41. A Lituânia considera que, quando um prazo começa a correr no momento da publicação do anúncio de concurso, os direitos dos proponentes ao abrigo do direito comunitário só são protegidos efectivamente se lhes for fornecida, naquele momento, informação completa e objectiva sobre o volume do contrato. Se assim não acontecer, o prazo só deve começar a correr quando tomarem conhecimento do erro na forma do procedimento em questão, ou estiverem em condições de o detectar.
42. O Land de Bremen considera que o § 107, n.° 3, segunda frase, da GWB é compatível com a Directiva 89/665. O critério da identificabilidade garante que o exercício pelo proponente dos seus direitos de origem comunitária não é tornado impossível ou excessivamente difícil. Colocar o valor estimado do contrato no anúncio de concurso poderia falsear a concorrência. Basta que um operador económico medianamente experiente seja capaz de calcular o valor do contrato a partir da informação fornecida. Na audiência, o Land de Bremen salientou que, mesmo sem o direito de recurso previsto na Directiva 89/665, estavam disponíveis as vias de recurso gerais previstas no direito nacional. Todavia, reconheceu que estas eram menos eficazes do que o processo previsto na GWB.
43. A Áustria considera que uma exclusão geral do processo de recurso comunitário como consequência da não impugnação da irregularidade em questão dentro do prazo fixado é compatível com a Directiva 86/665, desde que a aplicação deste prazo não viole no caso concreto o princípio da protecção efectiva.
44. A Comissão adopta uma posição semelhante. Nota que a sanção de privação do direito de recurso assegura que as irregularidades serão impugnadas o mais cedo possível. Tal é desejável, tendo em conta as potenciais consequências de se ter de reiniciar o concurso. Na audiência, a Comissão afirmou que a não impugnação de uma ilegalidade dentro do prazo só deverá conduzir à privação do direito de recurso se o proponente tiver podido identificar a ilegalidade ou pudesse tê‑lo feito se tivesse actuado com a cautela exigível a um negociante diligente e com experiência.
* * * * *
• **Enunciado**:
Enumere todas as entidades cuja posição é apresentada no excerto, pela ordem em que aparecem. A listagem não tem qualquer papel neste exercício.

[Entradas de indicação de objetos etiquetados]
* * * * *
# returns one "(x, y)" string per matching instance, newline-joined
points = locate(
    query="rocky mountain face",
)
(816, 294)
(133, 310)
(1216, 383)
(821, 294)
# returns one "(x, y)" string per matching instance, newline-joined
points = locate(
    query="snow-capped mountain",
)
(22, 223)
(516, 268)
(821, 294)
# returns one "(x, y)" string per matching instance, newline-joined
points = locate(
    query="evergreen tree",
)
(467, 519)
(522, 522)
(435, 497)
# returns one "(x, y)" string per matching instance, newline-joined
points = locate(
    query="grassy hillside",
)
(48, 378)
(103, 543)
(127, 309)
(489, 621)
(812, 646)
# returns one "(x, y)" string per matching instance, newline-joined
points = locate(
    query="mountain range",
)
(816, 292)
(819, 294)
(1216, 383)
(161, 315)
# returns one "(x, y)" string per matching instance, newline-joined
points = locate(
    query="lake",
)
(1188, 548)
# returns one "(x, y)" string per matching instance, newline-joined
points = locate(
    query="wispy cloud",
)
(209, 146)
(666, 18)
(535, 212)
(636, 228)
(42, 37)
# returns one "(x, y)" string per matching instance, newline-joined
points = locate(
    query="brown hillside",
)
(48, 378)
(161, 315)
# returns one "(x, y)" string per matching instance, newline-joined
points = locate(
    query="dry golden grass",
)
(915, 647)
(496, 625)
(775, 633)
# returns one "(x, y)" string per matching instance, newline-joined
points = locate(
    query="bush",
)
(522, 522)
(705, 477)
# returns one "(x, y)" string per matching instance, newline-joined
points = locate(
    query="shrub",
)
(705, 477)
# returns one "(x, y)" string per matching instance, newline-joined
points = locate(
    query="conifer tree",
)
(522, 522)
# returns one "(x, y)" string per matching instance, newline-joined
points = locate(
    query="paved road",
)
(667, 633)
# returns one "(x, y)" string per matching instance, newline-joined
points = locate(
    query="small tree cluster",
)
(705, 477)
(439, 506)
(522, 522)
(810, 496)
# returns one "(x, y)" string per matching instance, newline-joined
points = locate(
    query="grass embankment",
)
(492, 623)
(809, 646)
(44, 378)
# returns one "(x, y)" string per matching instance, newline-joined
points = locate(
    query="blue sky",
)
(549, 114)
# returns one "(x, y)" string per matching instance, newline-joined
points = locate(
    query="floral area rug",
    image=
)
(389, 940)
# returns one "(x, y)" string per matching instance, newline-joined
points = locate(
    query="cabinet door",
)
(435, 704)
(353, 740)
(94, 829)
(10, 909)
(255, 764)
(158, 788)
* * * * *
• **Resolução**:
Lituânia, Land de Bremen, Áustria, Comissão